Exercise description: Write out, word for word, the part of the social diffusion summary below between "Contribution" and "mechanism of drift.", inclusive.

Social diffusion and global drift in adaptive social networks

TL;DR

This paper explores the mathematical modeling of social diffusion in networks, revealing how non-conservative social influence can cause unexpected global shifts in the network's average state, with implications for collective behavior and education.

Contribution

It introduces a novel mathematical model highlighting the non-trivial global drift caused by social diffusion, contrasting it with traditional infection models.

Findings

Social diffusion leads to global state drift in networks.

Mathematical model explains the mechanism of drift.

Implications for influencing collective behavior.

Entries shown:
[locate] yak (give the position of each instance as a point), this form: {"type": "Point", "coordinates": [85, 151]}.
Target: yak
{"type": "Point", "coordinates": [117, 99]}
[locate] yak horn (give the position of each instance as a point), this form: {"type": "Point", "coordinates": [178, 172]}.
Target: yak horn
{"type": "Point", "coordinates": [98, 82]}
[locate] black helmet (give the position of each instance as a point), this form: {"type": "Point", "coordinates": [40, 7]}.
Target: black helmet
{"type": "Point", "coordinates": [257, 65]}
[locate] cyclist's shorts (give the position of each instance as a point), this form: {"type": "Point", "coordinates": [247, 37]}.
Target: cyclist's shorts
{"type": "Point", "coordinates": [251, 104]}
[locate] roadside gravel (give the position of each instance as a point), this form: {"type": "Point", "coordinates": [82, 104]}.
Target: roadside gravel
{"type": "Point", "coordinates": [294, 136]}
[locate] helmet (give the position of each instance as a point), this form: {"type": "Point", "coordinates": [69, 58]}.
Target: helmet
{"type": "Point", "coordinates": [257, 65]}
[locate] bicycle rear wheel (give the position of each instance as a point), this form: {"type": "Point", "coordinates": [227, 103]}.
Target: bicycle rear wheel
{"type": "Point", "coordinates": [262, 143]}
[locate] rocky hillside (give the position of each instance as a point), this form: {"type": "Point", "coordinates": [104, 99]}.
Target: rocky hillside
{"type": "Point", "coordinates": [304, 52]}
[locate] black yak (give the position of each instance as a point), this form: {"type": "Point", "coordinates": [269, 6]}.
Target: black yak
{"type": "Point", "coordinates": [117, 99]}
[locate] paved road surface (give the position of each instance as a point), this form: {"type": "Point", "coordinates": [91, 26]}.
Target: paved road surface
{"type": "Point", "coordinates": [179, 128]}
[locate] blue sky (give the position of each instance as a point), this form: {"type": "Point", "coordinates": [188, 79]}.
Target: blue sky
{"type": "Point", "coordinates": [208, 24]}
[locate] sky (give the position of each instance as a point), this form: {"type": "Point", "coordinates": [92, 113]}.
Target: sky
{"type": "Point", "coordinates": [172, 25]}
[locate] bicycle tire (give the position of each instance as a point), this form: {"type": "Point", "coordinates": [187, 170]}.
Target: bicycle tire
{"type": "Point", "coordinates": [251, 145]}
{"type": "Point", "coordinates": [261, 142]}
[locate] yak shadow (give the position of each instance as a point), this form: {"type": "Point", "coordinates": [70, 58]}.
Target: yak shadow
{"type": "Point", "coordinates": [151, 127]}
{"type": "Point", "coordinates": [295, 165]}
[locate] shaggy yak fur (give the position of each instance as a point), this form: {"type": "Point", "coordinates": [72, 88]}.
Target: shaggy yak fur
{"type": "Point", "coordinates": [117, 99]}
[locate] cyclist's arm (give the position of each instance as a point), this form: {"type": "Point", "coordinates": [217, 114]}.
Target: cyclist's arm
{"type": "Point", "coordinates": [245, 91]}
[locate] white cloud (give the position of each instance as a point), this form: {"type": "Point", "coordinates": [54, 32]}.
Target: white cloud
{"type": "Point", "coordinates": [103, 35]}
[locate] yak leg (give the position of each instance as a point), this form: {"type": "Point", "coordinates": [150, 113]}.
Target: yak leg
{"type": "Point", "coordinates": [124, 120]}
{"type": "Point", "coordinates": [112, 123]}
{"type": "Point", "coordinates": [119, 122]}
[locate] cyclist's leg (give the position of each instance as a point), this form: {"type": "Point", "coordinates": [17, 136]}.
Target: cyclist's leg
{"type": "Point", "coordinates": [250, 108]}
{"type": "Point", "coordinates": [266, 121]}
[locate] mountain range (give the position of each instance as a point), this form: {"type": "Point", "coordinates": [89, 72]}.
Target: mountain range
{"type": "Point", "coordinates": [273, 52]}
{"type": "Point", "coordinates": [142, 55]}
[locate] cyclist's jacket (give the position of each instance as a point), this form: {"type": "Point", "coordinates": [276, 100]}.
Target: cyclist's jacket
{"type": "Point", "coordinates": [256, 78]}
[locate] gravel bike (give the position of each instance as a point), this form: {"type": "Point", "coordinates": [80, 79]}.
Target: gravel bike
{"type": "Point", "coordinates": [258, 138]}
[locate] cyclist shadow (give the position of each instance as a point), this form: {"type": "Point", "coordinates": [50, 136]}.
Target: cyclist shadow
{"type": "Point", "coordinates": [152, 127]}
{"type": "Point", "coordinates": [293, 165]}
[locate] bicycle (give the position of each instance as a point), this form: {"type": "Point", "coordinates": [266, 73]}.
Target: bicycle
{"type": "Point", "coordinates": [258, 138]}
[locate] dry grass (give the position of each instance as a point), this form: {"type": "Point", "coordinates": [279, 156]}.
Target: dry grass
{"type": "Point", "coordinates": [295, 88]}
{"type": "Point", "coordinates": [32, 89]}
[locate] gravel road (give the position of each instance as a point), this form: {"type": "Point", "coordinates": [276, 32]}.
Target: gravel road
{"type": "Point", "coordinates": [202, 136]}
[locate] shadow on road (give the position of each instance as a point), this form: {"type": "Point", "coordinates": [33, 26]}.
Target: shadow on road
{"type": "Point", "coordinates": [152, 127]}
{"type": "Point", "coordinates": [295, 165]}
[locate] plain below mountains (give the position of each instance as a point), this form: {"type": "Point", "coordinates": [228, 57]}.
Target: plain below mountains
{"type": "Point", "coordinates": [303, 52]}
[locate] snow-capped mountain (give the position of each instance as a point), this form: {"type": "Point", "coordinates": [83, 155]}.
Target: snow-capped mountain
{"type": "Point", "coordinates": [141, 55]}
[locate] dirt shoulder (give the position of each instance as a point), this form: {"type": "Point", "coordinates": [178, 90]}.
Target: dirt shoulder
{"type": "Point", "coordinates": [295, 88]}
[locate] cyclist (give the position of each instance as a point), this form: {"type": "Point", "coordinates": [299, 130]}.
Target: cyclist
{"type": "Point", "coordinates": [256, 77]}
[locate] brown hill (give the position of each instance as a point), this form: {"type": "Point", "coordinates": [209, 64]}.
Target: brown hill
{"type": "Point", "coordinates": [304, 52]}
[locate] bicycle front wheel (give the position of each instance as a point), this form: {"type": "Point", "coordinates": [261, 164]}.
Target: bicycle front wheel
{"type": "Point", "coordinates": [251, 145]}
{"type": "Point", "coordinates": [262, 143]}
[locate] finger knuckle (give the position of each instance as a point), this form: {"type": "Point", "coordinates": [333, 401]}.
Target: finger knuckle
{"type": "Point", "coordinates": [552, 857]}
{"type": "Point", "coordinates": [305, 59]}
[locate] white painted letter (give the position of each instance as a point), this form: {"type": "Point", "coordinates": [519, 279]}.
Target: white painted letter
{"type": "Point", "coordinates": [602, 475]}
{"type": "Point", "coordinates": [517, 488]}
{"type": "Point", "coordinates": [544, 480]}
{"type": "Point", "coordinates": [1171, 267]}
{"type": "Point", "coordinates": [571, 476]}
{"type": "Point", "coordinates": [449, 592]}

Expected answer:
Contribution

It introduces a novel mathematical model highlighting the non-trivial global drift caused by social diffusion, contrasting it with traditional infection models.

Findings

Social diffusion leads to global state drift in networks.

Mathematical model explains the mechanism of drift.